Was zu tun ist: Schreibe die Zeilen ab der Zeile mit „Run detection for gray“ bis einschließlich der letzten Zeile der Einträge unverändert ab.

[Auszüge aus einem Detektionsdatensatz]
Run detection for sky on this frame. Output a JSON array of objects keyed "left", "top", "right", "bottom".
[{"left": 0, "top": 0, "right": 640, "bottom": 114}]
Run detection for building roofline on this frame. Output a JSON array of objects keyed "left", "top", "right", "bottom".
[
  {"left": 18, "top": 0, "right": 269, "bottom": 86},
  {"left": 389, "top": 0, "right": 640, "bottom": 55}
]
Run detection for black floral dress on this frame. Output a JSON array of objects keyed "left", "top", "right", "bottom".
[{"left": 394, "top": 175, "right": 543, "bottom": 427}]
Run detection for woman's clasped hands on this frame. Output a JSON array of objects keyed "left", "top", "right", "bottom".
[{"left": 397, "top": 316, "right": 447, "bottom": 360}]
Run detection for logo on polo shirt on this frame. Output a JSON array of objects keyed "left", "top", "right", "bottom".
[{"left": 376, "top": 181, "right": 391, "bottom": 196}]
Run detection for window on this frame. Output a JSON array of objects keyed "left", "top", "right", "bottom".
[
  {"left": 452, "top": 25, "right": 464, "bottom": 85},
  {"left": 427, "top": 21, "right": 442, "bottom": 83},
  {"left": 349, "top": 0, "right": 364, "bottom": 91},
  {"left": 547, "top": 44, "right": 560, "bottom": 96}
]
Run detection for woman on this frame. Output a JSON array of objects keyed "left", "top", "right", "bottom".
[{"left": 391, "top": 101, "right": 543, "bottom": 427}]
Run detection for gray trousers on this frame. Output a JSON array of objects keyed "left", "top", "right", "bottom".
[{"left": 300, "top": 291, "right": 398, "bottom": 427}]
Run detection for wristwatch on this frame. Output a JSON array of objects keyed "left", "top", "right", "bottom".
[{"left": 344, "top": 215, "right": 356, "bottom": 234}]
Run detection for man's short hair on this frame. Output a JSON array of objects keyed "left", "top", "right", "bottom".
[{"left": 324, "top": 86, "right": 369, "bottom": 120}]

Antwort:
Run detection for gray trousers on this frame. Output a JSON array of objects keyed "left", "top", "right", "bottom".
[{"left": 300, "top": 291, "right": 398, "bottom": 427}]
Run detection for wristwatch on this frame. Output a JSON array of objects keyed "left", "top", "right", "bottom".
[{"left": 344, "top": 215, "right": 356, "bottom": 234}]
Run detection for man's short hair on this frame. Output a JSON array of objects keyed "left", "top", "right", "bottom".
[{"left": 324, "top": 86, "right": 369, "bottom": 120}]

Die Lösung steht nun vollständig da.